▶ Exercise requirements: Give back the rows from the very first line through the line containing "131 82 L 129", including that line, with "steel wristwatch" substituted for "silver wristwatch" and nothing else changed.

▶ Listed entries:
===

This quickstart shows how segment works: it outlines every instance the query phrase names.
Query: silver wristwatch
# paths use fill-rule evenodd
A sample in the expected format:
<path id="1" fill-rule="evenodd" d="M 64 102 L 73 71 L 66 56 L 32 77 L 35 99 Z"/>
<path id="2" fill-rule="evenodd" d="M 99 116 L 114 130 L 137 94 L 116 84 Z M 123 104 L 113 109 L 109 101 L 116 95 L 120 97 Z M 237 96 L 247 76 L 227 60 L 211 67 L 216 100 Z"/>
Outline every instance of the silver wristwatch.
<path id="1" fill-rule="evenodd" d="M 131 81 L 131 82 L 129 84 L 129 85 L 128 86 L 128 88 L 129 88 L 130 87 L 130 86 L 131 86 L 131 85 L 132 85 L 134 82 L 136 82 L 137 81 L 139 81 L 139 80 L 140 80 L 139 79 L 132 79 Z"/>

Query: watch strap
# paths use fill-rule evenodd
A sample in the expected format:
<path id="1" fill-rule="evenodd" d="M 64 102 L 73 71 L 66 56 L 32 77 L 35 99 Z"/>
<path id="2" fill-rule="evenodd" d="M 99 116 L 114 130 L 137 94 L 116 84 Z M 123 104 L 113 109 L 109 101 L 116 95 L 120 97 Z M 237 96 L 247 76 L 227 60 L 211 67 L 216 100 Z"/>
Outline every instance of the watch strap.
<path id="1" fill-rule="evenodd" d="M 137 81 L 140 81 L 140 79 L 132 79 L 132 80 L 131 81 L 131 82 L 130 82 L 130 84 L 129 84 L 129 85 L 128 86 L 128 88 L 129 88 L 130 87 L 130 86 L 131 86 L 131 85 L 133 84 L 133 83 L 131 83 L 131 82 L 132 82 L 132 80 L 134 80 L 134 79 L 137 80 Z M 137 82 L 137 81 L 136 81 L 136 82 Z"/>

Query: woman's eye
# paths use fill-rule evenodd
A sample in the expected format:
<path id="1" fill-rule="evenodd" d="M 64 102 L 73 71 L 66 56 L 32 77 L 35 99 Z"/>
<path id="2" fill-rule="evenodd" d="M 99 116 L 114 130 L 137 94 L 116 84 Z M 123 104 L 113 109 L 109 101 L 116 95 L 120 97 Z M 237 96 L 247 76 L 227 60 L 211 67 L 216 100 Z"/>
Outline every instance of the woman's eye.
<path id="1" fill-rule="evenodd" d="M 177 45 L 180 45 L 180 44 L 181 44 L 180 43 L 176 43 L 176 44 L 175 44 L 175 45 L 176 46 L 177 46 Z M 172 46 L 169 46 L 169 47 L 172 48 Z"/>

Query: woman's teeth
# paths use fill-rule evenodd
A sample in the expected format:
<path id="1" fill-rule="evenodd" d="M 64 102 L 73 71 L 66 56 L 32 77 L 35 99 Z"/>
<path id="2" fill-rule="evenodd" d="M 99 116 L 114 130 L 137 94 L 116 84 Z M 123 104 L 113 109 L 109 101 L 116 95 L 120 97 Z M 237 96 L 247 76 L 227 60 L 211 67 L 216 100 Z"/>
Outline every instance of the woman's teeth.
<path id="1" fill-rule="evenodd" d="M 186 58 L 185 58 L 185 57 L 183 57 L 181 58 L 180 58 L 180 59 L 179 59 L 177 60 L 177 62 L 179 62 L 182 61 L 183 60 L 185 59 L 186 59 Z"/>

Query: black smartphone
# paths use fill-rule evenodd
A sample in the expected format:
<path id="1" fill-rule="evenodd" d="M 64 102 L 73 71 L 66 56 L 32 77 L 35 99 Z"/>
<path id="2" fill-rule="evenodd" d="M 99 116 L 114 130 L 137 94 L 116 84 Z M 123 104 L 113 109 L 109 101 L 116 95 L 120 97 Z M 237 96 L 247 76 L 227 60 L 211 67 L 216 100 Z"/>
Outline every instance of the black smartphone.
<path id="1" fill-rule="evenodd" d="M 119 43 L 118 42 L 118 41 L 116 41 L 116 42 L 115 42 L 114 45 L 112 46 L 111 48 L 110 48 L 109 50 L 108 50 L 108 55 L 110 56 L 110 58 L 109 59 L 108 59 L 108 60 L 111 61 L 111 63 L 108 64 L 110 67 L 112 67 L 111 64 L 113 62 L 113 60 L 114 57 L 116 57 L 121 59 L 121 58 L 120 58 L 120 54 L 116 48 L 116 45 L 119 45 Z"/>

===

▶ Result for this task:
This quickstart shows how segment works: it outlines every instance the query phrase names.
Query: steel wristwatch
# paths use fill-rule evenodd
A sample in the expected format:
<path id="1" fill-rule="evenodd" d="M 64 102 L 73 71 L 66 56 L 32 77 L 35 99 Z"/>
<path id="2" fill-rule="evenodd" d="M 99 116 L 114 130 L 137 94 L 116 84 Z M 123 104 L 113 109 L 109 101 L 116 95 L 120 97 Z M 237 96 L 247 76 L 227 60 L 211 67 L 216 100 Z"/>
Outline every instance of the steel wristwatch.
<path id="1" fill-rule="evenodd" d="M 131 81 L 131 82 L 129 84 L 129 85 L 128 86 L 128 88 L 129 88 L 130 87 L 130 86 L 131 86 L 131 85 L 132 85 L 134 82 L 136 82 L 137 81 L 139 81 L 139 80 L 140 80 L 139 79 L 132 79 Z"/>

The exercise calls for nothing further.